**Reading text:**
- - - - -

Wow - amazing motility! I did have symptoms on my first IUI too but as the HCG trigger worked its way out of my system, they gradually wore off and I got a BFN - however, you never know! Everything sounds good so you'll just have to wait and see. Are you going to test at all before the b/w???? Loads of luck. Keep us posted. xxxxx


----------



## BabyChristie

Hi looknomore - any more symptoms today? Great that you had two follies - you've got both sides covered so it doesn't matter which way the spermies swam which is always good. :happydance:

Can i just ask how you know exactly when you ovulated? My IUI was timed 36 hours after the trigger but I'm always worry I might ovulate earlier. I had loads of twinges the day after the trigger, particularly the night before the IUI. Then had a few on the morning and even one massive last twinge in the ovary with 2 follies on 10 mins after as I laid on the bed recovering, but I don't know when I actually ovulated. Very frustrating! I just want to know that we hit the timing right!

x


----------



## looknomore

Hey Babychristie- I was being monitored everyday thru tansvaginal ultrasound as so what the position on my ovulation is since dh was travelling on the exact same day of my expected ovulation. SO the HCG trigger was given on Sunday and I ovulated on my right ovary sometime on monday and the left ovary on tuesday afternoon. My doc cud see the leftover CL when she monitored me on tuesday afternoon. DH was back in the evening so the IUI happened on tuesday at 9 PM. Was pretty stressful with all the timing and praying i dont miss the window. So, I am not sure if i was too late with the IUI for the right ovary :-( Also my doc had made me check the LH surge thru OPK on sunday when i got the surge so i knew I would ovulate by monday/tuesday. From what I have read, for male factor infertility its better that the IUI is done post ovulation. DH's semen injected was 30 million with 85% motility.

The doc said that the timing was alright though she would have liked to do it a bit earlier that day. SO keeping my fingers crossed.

- - - - -

**Supplied material:**
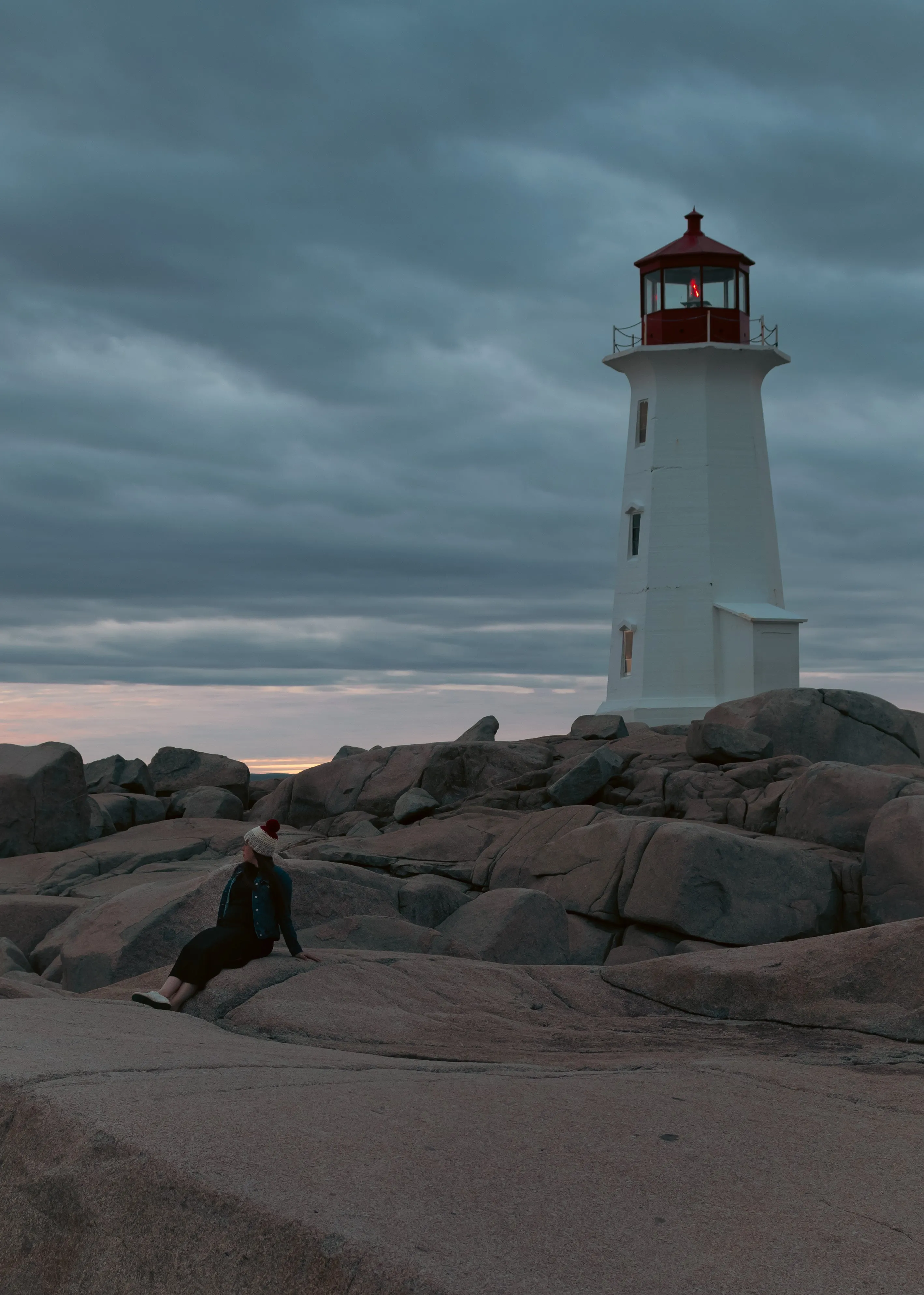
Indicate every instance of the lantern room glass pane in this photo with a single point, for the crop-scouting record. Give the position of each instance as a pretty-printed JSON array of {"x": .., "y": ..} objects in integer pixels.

- - - - -

**To do:**
1. List every day of the week named in the IUI forum thread.
2. Translate this sentence from the IUI forum thread into Spanish: "The doc said that the timing was alright though she would have liked to do it a bit earlier that day."
3. Answer these questions using the IUI forum thread.
(a) How many hours after the trigger was BabyChristie's IUI timed?
(b) At what time on Tuesday did looknomore's IUI take place?
(c) What motility did looknomore give for DH's semen?

**Solutions to the tasks:**
1. Sunday, Monday, Tuesday

2. La doctora dijo que el momento estuvo bien, aunque le habría gustado hacerlo un poco antes ese día.

3.
(a) 36 hours
(b) 9 PM
(c) 85%